§ **Reading text**:
● ● ● ●
To celebrate the centenary of the ASC, IBC365 pays tribute to the international cinematographers who have shaped the art of motion pictures and asks ASC members who they think is the greatest of all time.
From its earliest days, the art and science of cinematography has been curated by the profession’s pre-eminent body the American Society of Cinematographers (ASC) which celebrates its centenary this year. Far from embracing only American born cinematographers and protecting the exclusive interest of Hollywood, the ASC is widely recognised for its leadership and educative role in influencing the creation of motion pictures on a global level.
The ASC’s 15 founding members in 1919 not only included pioneers from the silent era like Arthur Edeson, who later shot Casablanca, and Joseph D. Jennings, who lensed gangster classic Public Enemy, but also included Londoner Charles Rosher, Australian LeRoy Granville, two Russian emigres (Victor Milner, Philip Rosen) and Italian-born Eugene Gaudio.
They formed the society principally to engender respect for the role of the ‘cameraman’ as a creative force first and as a technician second.
“Until that time in Hollywood the cameraman was considered a professional who made sure images were exposed and no heads were cut off in the frame,” explains the ASC’s Dutch-born current president Kees van Oostrum. “Slowly but surely, the creative contribution and the creative tools of the ‘cameraman’ were evolving and gave birth to the conviction that the visual language was theirs and consequently the name of ‘cameraman’ changed to cinematographer.”
Through the ASC, cinematographers advanced filmmaking technology, exchanged ideas about the latest techniques through masterclasses and manuals, and sought to preserve the DP’s creative intent from set to screen.
For example, during the 1920s the ASC worked to establish standards in lighting, film emulsions and laboratory processes. Since 2003 its Motion Imaging Technology Council has been pivotal in developing and maintaining standards for capture, post-production, and exhibition.
Membership is by invitation only and given to cinematographers who have proven themselves to be among the very best in the world.
By invitation only
“Regardless of anything else, being invited into the ASC is the pinnacle of a cinematographer’s achievements,” says Richard Crudo, ASC (American Pie). “In addition to signalling to the world that you’re among the best at what you do, membership gives access to a whole new world of knowledge and personal relationships, often exchanged with people you’ve considered heroes all your life.”
It is increasingly common to find ASC members who also wear the badge of society’s in their native country. Those societies, like the BSC in the UK or AFC in France, were born in the wake of the ASC and maintain close links with their American counterpart.
“The influx of new ideas and visual aesthetics is one of the factors that made the ASC one of the most internationally oriented professional film organisations,” says Suki Medencevic, ASC, SAS (Serbia), ASBiH (Bosnia and Herzegovina) and ASC International committee chair. “The turning point was arguably the early 70’s when the influx of international cinematographers became more prominent.”
● ● ● ●
§ **Recorded data**:
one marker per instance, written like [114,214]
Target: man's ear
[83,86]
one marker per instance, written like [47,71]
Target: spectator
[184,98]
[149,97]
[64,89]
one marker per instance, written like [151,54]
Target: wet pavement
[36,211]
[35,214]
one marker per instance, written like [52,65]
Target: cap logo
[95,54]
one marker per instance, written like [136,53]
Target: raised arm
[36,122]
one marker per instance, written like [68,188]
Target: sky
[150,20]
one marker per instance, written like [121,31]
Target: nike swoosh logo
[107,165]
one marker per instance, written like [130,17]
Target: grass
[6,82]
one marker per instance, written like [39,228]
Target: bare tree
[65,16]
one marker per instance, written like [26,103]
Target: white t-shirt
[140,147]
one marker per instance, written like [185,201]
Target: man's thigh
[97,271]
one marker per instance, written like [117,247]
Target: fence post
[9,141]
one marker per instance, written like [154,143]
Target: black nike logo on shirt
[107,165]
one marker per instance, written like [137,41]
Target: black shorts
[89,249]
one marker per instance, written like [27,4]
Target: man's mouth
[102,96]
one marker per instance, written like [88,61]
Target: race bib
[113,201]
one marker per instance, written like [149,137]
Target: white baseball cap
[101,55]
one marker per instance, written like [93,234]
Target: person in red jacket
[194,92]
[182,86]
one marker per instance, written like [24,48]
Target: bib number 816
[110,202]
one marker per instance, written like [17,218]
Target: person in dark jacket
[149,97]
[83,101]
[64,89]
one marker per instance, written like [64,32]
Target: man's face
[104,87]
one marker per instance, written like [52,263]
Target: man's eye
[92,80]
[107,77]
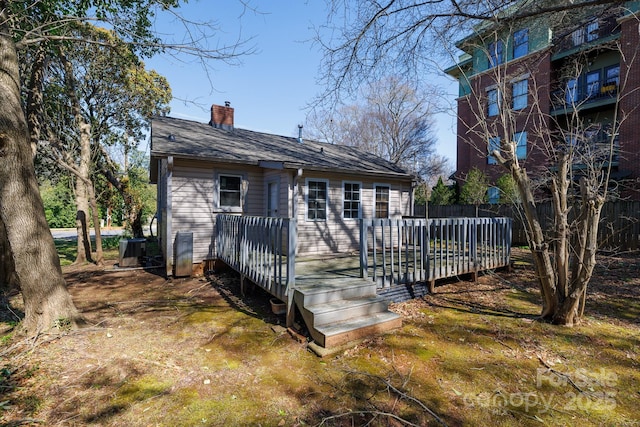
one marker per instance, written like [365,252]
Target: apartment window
[493,145]
[520,43]
[571,92]
[317,200]
[351,200]
[382,201]
[496,53]
[593,83]
[592,31]
[493,194]
[612,75]
[493,102]
[230,191]
[519,94]
[520,138]
[577,37]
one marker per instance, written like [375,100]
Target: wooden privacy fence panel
[394,252]
[619,223]
[260,249]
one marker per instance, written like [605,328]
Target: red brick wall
[629,136]
[472,141]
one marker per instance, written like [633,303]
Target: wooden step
[338,333]
[346,309]
[335,290]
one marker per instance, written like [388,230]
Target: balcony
[592,147]
[586,36]
[583,96]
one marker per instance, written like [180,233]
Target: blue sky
[270,89]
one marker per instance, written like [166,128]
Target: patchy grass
[68,248]
[194,352]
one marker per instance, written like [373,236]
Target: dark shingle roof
● ● ● ●
§ **Exercise tasks**:
1. List every founding member of the ASC named in the article on the ASC centenary.
2. Translate this sentence from the article on the ASC centenary into Spanish: "Membership is by invitation only and given to cinematographers who have proven themselves to be among the very best in the world."
3. Continue the article on the ASC centenary from the point where it stops.

§ **The replies**:
1.
Arthur Edeson
Joseph D. Jennings
Charles Rosher
LeRoy Granville
Victor Milner
Philip Rosen
Eugene Gaudio

2. La membresía es solo por invitación y se otorga a directores de fotografía que han demostrado estar entre los mejores del mundo.

3.
This was the period when the more free-form language of the French New Wave in the films of Jean-Luc Godard or Francois Truffaut began to ripple across the pond in mainstream and counterculture movies like Bonnie and Clyde and Five Easy Pieces. Among them was Néstor Almendros, ASC the Spanish DP who lensed the films of French director Eric Rohmer as well as American new wave classics like Terence Malick’s Days of Heaven.
“I appreciate his almost anti-Hollywood style in films like Kramer versus Kramer which had a very, very natural look where you are really right at home with the characters,” notes Tim Ives, ASC (Stranger Things) of Almendros.
Haskell Wexler, ASC - judged to be one of the ten most influential cinematographers in a 2014 survey of the members of the union International Cinematographers Guild, and pioneer of Steadicam in Oscar winning picture Bound for Glory (1976) - acknowledged his debt in conversation with up and coming French DP Richard Andry, AFC (Peau D’ange) when they met in the late 1970s.
“Wexler told me about the influence of French ‘Nouvelle vague’ on his craft and art and how he appreciated the Éclair Cameflex camera inspired by the work of Raoul Coutard, AFC (À bout de souffle) on Jean-Luc Godard films,” says Andry.
Austrian cinematographer Christian Berger, AAC (Hidden) also highlights the “style-shaping works” of Coutard as well as those of Sven Nykvist, ASC and Vilmos Zsigmond, ASC, HSC (The Deer Hunter).
“Both Zsigmond and László Kovács, ASC (Easy Rider) were of great importance for the ASC,” says Claire Pijman, NSC. “Coming from Hungary, with its own traditions in cinematography, they both managed to merge those with the American style. In a way, they became the face of ASC.”
Poland’s Oscar nominated Łukasz Żal, PSC (Cold War) cites Nykvist and Zsigmond as influences. Nykvist’s work is further credited by Robert Richardson, ASC (Once Upon a Time in Hollywood) for focusing his mind on becoming a cinematographer.
The work of the Swedish legend is widely acclaimed. “His extensive collaboration with Ingmar Bergman on films like Persona and Fanny and Alexander delivered very strong visual and emotional impact,” says Roberto Schaefer, ASC, AIC-IMAGO (Quantum of Solace).
Not only was Richardson apprenticed by Bergman’s cinematographer at the AFI, he was also part of Nykvist’s crew shooting 1982’s Canary Row, a time he recalls as “touching upon the time of gods.”
Gunnar Fisher, a fellow Swede who shot Bergman’s Wild Strawberries and The Seventh Seal is one of the picks of Dan Laustsen, ASC DFF. “The way he captured the actors’ faces and performances with very simple techniques is stunning,” he says.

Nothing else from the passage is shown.